Exercise task:
Decide whether each statement below agrees with the text on singing psalms, answering yes or no and quoting the text's deciding words: (a) The word "psalm" comes from a Hebrew word meaning "praises." (b) The ancient Hebrews wrote down the melodies of their psalms. (c) The earliest hymn with a known author is by Clement of Alexandria.

Selected text:
********

Whilst the practice of singing psalms in worship is ancient both in Hebrew and Christian tradition, it behooves us to consider exactly why such a practice is important or meaningful. The word “psalm” comes from the Hebrew word “tehillim,” meaning “praises,” and we know that the psalms were originally sung.  In fact, should you wish to flip through your Bible you will find many of them prefaced with either “a song,” or possibly “a psalm” or “a prayer,” or even less familiar Hebrew terms such as “maskil” (Psalm 89) or “gittith” (Psalm 84) or “miktam” (Psalm 58.)  Many psalms are expressly labeled “for the director of music,” or give even more precise liturgical instructions such as those found prefacing Psalm 60, “For the director of music.  To the tune of “The Lily of the Covenant.” A miktam of David.  For teaching.  When he fought Aram Naharaim and Aram Zobah, and when Joab returned and struck down twelve thousand Edomites in the Valley of Salt.” It is commonly supposed that David wrote most of the psalms, but many are attributed to other writers, such as Asaph, Ethan, Heman, and even Solomon.  Further, the psalms were not only sung, but probably were accompanied frequently by the simple string or wind instruments of the time, as we read in the prefaces to Psalm 4 (“with string instruments”) or Psalm 5 (“for flutes.”)  Since the ancient Hebrews did not notate their music, we have no way of knowing what melodies they might have used or how specifically they might have been accompanied.  No doubt they would have sounded quite foreign to our ears, as they would not have employed the Western musical modes (such as major and minor) but probably would have been more reminiscent of modern Middle Eastern music (and, considering that all music evolves and changes, one can be quite certain it would have sounded different than even that.)  The psalms are truly the “hymnal of the Bible,” containing a compendium of personal expressions for petitions, prayers, praises and even laments.  Yet, they were almost certainly used in Temple worship, as suggested by the frequently-encountered title of “for the director of music.”  The skilled Hebrew music director, just like his counterpart thousands of years later, would know which psalms to employ at which portion of the liturgy.

The Early Church, freed from the Old Covenant though it was, did not forsake the singing of psalms, and it is likely those early Christians (who, in fact, were mostly Jewish converts) sang psalms liturgically and exclusively.  Not until several centuries into the growth of the Church do extra-biblical hymns become commonplace.  (The earliest hymn whose author is known is “Shepherd of Tender Youth” by Clement of Alexandria, c. 200 AD.)  Through the Middle Ages and the development of the Roman Catholic Church psalms were sung and chanted by the great schola of mendicants.

********

Data provided:
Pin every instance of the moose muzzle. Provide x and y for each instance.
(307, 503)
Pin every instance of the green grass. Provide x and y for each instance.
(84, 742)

********

Task solution:
(a) Yes: "The word “psalm” comes from the Hebrew word “tehillim,” meaning “praises,”"
(b) No: "Since the ancient Hebrews did not notate their music, we have no way of knowing what melodies they might have used"
(c) Yes: "The earliest hymn whose author is known is “Shepherd of Tender Youth” by Clement of Alexandria, c. 200 AD."